→ **SUPPLIED RECORDS**
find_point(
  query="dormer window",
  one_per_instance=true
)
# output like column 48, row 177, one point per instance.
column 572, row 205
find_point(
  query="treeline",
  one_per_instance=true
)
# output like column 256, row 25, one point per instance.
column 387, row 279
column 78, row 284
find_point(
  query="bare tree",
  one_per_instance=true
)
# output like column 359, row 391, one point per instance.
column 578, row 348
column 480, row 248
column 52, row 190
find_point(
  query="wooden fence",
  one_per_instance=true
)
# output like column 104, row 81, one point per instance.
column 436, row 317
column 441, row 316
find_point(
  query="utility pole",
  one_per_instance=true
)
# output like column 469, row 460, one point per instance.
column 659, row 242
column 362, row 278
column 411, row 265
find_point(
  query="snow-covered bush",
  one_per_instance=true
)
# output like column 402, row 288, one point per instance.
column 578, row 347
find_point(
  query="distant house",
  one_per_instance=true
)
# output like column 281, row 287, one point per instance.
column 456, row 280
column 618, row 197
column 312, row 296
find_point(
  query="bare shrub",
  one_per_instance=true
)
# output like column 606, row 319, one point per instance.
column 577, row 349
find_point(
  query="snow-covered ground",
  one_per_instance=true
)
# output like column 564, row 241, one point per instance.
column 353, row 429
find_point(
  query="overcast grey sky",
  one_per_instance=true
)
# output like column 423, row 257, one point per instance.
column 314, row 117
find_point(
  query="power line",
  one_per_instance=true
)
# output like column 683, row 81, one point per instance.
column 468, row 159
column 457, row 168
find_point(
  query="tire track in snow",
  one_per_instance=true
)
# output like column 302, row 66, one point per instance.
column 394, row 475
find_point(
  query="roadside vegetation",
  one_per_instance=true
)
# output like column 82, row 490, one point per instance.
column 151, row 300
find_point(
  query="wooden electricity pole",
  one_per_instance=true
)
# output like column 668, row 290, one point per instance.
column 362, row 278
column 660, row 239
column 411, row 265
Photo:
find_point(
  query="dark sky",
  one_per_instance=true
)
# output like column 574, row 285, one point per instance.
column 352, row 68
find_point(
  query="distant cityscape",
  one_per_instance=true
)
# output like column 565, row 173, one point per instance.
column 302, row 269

...

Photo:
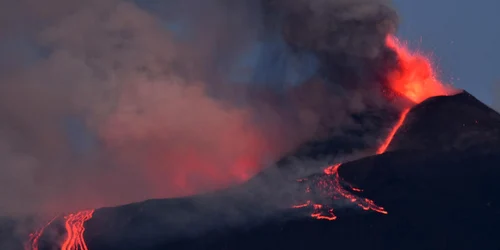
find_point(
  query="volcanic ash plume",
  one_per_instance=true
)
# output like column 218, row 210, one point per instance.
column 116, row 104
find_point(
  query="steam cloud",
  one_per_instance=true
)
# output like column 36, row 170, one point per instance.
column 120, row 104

---

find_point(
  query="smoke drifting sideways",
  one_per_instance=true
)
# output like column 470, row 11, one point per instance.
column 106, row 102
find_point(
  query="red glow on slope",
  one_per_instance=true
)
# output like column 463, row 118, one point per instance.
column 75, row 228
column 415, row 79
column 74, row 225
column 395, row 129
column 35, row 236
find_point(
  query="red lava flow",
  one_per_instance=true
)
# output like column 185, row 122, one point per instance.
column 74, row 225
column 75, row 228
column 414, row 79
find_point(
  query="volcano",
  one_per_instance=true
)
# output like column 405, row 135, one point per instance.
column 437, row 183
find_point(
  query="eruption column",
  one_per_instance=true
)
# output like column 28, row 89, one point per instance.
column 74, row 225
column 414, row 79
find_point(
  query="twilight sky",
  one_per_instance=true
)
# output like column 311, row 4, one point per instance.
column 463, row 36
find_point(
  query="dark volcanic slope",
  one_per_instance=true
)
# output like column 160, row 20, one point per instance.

→ **EXERCISE INSTRUCTIONS**
Above are the records; copy every line in them that holds the word "wooden".

→ **YOUR RESPONSE**
  query="wooden fence",
  query="wooden electricity pole",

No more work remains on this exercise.